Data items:
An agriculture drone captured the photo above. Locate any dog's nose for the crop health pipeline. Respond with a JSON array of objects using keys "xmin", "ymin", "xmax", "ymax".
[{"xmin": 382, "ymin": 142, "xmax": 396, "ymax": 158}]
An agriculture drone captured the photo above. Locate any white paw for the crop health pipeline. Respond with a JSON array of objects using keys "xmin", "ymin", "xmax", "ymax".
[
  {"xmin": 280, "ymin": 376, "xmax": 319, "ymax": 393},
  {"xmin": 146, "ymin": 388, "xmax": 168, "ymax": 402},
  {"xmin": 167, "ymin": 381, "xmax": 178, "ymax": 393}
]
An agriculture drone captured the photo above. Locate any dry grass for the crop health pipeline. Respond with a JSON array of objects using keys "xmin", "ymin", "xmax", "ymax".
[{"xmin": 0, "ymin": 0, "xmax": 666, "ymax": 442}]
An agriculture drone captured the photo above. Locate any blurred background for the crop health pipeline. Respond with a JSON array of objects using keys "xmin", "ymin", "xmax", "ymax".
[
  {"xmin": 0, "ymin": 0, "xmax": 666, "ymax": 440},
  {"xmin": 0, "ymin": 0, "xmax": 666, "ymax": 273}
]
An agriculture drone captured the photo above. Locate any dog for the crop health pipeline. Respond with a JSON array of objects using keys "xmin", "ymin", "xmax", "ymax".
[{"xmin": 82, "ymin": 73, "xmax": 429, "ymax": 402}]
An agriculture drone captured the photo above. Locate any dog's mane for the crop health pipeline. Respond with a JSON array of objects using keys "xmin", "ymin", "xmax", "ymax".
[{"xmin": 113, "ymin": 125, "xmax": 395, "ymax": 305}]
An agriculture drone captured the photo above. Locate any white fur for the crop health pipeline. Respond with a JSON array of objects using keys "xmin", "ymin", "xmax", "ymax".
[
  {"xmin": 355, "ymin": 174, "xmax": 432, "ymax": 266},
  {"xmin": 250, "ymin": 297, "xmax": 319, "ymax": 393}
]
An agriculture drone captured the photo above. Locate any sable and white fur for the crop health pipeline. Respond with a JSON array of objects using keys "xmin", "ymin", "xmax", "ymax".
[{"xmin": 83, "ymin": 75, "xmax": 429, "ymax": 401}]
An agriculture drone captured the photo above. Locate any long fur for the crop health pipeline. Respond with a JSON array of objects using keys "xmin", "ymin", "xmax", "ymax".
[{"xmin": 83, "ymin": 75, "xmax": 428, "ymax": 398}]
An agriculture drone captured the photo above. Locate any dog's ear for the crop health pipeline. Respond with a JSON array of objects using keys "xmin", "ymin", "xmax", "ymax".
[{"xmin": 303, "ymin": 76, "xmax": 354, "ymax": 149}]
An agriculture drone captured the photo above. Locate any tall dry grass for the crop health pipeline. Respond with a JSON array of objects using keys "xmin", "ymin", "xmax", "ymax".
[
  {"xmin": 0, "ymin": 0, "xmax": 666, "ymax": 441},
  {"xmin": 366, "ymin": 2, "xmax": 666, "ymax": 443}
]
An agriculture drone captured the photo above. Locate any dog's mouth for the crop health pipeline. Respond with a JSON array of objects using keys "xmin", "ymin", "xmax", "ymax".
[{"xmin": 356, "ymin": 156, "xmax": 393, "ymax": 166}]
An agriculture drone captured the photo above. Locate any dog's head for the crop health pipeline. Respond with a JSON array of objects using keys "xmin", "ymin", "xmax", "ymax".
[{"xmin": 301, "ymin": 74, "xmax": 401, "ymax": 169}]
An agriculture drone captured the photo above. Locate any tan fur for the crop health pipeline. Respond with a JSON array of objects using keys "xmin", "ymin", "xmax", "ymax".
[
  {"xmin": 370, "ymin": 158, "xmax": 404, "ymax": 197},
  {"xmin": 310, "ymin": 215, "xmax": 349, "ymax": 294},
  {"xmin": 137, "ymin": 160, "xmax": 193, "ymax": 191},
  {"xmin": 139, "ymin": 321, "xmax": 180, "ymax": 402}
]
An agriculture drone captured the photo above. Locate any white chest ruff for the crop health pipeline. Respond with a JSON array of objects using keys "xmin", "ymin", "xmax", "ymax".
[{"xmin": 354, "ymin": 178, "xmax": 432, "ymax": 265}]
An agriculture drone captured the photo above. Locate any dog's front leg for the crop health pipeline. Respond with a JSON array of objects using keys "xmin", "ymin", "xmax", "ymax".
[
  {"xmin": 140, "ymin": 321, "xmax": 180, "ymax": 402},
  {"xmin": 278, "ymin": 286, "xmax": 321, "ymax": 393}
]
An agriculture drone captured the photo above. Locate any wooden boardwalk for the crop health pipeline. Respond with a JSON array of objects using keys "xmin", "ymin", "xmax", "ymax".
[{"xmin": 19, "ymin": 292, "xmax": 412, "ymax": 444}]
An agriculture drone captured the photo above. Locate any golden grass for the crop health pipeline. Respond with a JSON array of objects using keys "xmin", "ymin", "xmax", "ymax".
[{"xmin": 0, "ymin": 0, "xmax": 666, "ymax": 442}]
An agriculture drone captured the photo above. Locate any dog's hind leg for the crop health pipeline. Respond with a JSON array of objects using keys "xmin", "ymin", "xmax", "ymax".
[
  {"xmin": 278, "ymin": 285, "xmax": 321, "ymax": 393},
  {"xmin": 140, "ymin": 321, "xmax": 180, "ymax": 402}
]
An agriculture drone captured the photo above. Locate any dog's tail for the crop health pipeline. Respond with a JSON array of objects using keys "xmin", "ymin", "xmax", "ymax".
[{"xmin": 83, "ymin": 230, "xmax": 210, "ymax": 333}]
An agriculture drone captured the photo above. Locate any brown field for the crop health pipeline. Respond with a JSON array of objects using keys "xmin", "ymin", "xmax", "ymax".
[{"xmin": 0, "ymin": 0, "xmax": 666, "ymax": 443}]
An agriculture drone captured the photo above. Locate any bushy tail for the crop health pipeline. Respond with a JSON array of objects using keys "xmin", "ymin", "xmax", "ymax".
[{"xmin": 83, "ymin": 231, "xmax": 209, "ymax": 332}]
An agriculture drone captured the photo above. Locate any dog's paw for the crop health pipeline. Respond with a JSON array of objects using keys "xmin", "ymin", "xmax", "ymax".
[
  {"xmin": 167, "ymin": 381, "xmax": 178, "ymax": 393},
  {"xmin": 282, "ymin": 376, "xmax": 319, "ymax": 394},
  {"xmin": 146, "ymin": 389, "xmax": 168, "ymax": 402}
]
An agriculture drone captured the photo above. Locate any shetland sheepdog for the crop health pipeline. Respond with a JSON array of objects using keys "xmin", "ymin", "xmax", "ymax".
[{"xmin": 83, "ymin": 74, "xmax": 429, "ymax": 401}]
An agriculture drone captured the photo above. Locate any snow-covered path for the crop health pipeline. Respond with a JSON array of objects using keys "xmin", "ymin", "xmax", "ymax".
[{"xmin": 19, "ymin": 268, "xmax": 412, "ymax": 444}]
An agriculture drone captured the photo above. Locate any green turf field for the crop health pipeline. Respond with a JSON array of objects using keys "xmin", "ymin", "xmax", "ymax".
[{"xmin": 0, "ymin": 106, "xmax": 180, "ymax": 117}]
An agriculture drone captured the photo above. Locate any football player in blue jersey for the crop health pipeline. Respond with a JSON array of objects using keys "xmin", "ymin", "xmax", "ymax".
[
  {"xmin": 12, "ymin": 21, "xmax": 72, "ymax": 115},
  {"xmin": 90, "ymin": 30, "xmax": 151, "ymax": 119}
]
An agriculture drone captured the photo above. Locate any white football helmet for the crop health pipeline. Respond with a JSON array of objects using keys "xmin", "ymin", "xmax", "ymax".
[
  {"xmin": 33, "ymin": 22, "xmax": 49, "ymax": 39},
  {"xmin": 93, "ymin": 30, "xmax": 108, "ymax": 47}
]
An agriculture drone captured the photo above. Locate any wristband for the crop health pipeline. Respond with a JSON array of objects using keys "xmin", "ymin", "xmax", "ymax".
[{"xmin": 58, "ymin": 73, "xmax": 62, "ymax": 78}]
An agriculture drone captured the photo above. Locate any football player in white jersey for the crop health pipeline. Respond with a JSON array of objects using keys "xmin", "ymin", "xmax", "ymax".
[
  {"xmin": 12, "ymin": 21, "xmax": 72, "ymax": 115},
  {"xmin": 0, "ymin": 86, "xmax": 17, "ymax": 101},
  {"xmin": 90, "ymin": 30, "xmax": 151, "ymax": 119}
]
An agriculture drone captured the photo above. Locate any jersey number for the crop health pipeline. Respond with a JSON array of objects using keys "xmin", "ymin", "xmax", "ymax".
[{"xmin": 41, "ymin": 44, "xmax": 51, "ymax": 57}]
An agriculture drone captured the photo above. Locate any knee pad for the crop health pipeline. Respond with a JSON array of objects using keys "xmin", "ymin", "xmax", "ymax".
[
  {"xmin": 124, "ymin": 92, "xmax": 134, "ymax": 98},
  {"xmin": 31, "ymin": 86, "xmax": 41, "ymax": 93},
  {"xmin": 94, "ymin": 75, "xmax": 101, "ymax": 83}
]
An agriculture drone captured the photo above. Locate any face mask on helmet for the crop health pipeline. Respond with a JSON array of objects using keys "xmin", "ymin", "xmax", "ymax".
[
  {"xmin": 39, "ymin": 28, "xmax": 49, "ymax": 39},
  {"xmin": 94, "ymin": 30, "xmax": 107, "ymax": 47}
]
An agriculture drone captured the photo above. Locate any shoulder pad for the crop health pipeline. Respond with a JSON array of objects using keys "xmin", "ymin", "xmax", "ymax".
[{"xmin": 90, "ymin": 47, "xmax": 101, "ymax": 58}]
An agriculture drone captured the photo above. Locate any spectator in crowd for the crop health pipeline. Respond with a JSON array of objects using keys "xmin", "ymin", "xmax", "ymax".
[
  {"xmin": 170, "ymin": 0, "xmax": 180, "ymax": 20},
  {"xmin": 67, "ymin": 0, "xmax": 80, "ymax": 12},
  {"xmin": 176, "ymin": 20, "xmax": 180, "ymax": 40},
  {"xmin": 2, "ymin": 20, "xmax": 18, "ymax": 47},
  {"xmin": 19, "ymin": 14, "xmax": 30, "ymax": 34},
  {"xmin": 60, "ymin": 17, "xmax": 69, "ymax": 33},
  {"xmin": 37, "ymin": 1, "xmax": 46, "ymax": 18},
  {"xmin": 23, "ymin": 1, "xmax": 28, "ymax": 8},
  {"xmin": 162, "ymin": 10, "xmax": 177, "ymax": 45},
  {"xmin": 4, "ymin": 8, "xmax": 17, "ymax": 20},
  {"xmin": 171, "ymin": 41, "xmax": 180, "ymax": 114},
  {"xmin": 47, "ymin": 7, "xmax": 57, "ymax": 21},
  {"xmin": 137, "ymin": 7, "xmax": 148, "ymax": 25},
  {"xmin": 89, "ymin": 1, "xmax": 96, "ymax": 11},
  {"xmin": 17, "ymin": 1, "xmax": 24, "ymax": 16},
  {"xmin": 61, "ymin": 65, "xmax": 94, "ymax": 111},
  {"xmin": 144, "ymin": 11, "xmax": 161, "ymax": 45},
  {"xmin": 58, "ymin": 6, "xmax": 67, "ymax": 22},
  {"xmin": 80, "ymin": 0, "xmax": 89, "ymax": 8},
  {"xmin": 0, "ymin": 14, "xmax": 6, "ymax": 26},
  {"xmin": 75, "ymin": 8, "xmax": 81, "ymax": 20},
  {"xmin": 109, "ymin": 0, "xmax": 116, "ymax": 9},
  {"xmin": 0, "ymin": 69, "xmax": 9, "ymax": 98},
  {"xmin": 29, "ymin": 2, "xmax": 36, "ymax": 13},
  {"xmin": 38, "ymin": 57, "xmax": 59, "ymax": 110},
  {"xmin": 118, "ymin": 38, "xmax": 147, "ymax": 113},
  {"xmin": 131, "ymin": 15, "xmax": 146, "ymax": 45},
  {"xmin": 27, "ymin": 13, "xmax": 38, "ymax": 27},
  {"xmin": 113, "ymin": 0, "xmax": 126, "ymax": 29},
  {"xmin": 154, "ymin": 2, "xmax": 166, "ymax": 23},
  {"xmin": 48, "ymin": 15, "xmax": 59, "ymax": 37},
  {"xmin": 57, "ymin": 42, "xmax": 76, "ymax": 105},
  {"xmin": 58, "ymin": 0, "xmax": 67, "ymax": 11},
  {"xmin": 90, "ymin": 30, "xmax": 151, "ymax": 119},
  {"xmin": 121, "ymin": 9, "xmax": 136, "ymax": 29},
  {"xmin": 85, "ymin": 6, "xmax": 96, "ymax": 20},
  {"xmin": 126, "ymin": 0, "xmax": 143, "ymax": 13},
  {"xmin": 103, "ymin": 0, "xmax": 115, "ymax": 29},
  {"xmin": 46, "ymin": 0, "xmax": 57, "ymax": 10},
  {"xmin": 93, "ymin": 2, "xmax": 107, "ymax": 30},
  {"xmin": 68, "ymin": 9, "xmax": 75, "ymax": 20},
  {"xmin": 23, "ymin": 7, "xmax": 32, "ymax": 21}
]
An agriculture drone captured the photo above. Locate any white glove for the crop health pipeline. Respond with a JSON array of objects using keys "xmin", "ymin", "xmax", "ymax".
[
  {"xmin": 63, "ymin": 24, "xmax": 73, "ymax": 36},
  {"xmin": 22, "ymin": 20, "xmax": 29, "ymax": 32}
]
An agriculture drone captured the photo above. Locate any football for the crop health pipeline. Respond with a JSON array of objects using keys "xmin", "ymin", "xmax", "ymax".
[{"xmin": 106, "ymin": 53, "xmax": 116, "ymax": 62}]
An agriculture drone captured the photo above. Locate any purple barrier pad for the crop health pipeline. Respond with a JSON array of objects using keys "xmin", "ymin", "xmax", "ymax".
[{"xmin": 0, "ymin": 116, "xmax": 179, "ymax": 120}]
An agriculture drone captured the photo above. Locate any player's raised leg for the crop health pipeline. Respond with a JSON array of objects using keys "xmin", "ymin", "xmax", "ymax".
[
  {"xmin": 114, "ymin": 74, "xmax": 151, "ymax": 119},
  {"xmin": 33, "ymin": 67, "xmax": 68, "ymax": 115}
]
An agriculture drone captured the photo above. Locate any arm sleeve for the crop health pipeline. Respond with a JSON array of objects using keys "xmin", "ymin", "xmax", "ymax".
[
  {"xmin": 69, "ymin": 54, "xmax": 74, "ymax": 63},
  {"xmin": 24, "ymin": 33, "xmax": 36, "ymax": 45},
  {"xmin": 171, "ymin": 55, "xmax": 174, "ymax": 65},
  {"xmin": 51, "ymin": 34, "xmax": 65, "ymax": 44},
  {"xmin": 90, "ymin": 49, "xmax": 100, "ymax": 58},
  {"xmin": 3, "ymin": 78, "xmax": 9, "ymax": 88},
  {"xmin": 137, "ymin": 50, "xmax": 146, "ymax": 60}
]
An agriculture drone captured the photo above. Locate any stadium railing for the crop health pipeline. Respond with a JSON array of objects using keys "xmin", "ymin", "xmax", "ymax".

Requirements
Write out exactly the lines starting with the one that holds "Locate any player's" and running through the last line above.

Worked solution
An agriculture drone captured the photo above. Locate any player's raised leg for the crop health pipeline. Respond with a JSON array of objects using keys "xmin", "ymin", "xmax", "ymax".
[
  {"xmin": 114, "ymin": 74, "xmax": 151, "ymax": 119},
  {"xmin": 33, "ymin": 67, "xmax": 68, "ymax": 115}
]
An agriculture drone captured the photo above. Locate any arm sleeve for the crop health pipeline. Respond with a JSON array of objects using keys "xmin", "ymin", "xmax", "ymax".
[
  {"xmin": 69, "ymin": 54, "xmax": 74, "ymax": 63},
  {"xmin": 24, "ymin": 33, "xmax": 36, "ymax": 45},
  {"xmin": 171, "ymin": 55, "xmax": 174, "ymax": 65},
  {"xmin": 51, "ymin": 34, "xmax": 65, "ymax": 44},
  {"xmin": 90, "ymin": 49, "xmax": 100, "ymax": 58},
  {"xmin": 3, "ymin": 78, "xmax": 9, "ymax": 88},
  {"xmin": 137, "ymin": 50, "xmax": 146, "ymax": 60}
]
An agriculture drone captured the photo above. Locate any stadium railing for the crop health pipeline. Respond with a JSON array of objects using keys "xmin", "ymin", "xmax", "ymax".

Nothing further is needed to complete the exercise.